▶ **GIVEN EXERCISE**
Carry the review of the 222 Shelby Street gallery forward, picking up right after its final sentence.

▶ **DOCUMENT SECTION**
** Start **
One of my favorite Santa Fe galleries is 222 Shelby Street.
The smallish house, converted to a three-room gallery, is handsome, right down to the rug that sits at the foot of the desk. But don’t be fooled by the cozy atmosphere—Tom Tavelli, the gallery director, is every bit as intellectual as a museum curator and, if you’re not careful, you could end up in a lengthy debate with him.
Tavelli loves art, and he seems more interested in discussing it than selling it. Each time I visit, Tavelli talks my ear off like an excited child who can’t wait to show you everything he owns. In Tavelli’s case, these things are mostly books and exhibition catalogs, but really it’s his ideas he’s trying to express.
One gets the sense Tavelli spends a lot of time alone in the gallery reading about history and theory, and finding ways in which they are inadequate. It can be a little overwhelming at first but, the longer he talks, the more sense he makes. By the end, I generally find myself in agreement, or at least with thoughts provoked.
The current show, Milestone, is a rerun—a mixture of several of the artists the gallery has exhibited since it opened in August 2008. It is a testament to Tavelli’s conversation, then, that I stayed at the gallery for almost an hour.
The topic of the dialogue circled around the quilts made by the artists of Gee’s Bend, the now-famous collective of women in Alabama who have lived a literal rags-to-riches story. Their quilts have traveled all over the country, including a 2008 exhibition at the Museum of International Folk Art. The quilts are masterpieces and ought to be looked at while the opportunity is there.
In speaking about the quilts, Tavelli mentioned African influence, the collective unconscious and grand larceny. In any case, the similarity of the quilts to the work of any number of major abstractionists is unmistakable. He showed me side-by-sides with Piet Mondrian. He talked about Jasper Johns and Robert Rauschenberg and Willem de Kooning. That the women of Gee’s Bend were somehow able to give rise to a high style of color and composition, independent of the academic rigors of the New York School, is astounding; that these women received no formal training as artists makes them all the more remarkable.
** End **
▶ **RECORD EXTRACTS**
** Start **
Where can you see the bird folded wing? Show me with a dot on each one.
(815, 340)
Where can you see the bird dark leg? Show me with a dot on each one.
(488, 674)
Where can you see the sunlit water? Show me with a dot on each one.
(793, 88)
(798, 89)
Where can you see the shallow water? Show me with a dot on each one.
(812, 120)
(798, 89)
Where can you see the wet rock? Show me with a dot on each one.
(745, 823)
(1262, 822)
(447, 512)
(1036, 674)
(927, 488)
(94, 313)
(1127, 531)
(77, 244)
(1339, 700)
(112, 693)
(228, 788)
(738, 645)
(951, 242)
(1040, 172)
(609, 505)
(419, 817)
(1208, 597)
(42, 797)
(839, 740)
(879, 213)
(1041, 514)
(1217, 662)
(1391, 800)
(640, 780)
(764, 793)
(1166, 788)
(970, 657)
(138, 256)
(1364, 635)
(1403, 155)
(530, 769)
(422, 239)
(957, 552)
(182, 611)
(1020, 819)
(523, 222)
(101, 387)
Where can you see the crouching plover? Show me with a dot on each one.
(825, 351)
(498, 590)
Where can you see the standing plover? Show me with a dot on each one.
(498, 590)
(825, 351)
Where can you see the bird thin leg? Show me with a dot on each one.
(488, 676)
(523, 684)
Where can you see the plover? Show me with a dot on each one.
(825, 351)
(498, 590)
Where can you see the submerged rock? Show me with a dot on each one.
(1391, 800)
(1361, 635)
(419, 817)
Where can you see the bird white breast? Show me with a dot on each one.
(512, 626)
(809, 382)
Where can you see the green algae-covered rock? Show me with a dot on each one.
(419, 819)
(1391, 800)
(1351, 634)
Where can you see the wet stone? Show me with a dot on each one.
** End **
▶ **ANSWER TO THE TASK**
Since gaining recognition for their quilts, the women have been provided studio time to produce intaglio prints in which the fabric is pressed into the ground and then etched. The etchings, also on display in Milestone, lose something in their intent to be art.
The women, having grown up in rural Alabama, had been engaged in labors of love and otherwise. They quilted out of necessity, but also because they enjoyed quilting as a means of personal expression. It’s hard to see how an edition of prints can feed this urge. It is an obvious attempt to commodify the works by making them more affordable and more familiar in terms of media. The product is much closer to hotel art.
I don’t fault the women for cashing in. I cannot begin to fathom what their lives must have been like before their stars aligned. I hope they’re all just rich beyond their dreams. But I left with the feeling that there were a lot of other people getting rich, too. I guess part of being discovered is being branded.
Still, the story is warming. Out of abject poverty and discrimination sprang a visual style as vibrant and unique as anything America has ever produced. That it occurred organically, as a means to keep family members warm, is the definition of pure.
If you haven’t seen the quilts, you must. And if you haven’t met Tavelli, I recommend that, too. He is eager without seeming pretentious or like he’s trying to impress. It’s as though any given visitor has arrived while he’s in mid-thought.
Luckily, he’s happy to share.
Through Jan. 31
222 Shelby Street Gallery
222 Shelby St.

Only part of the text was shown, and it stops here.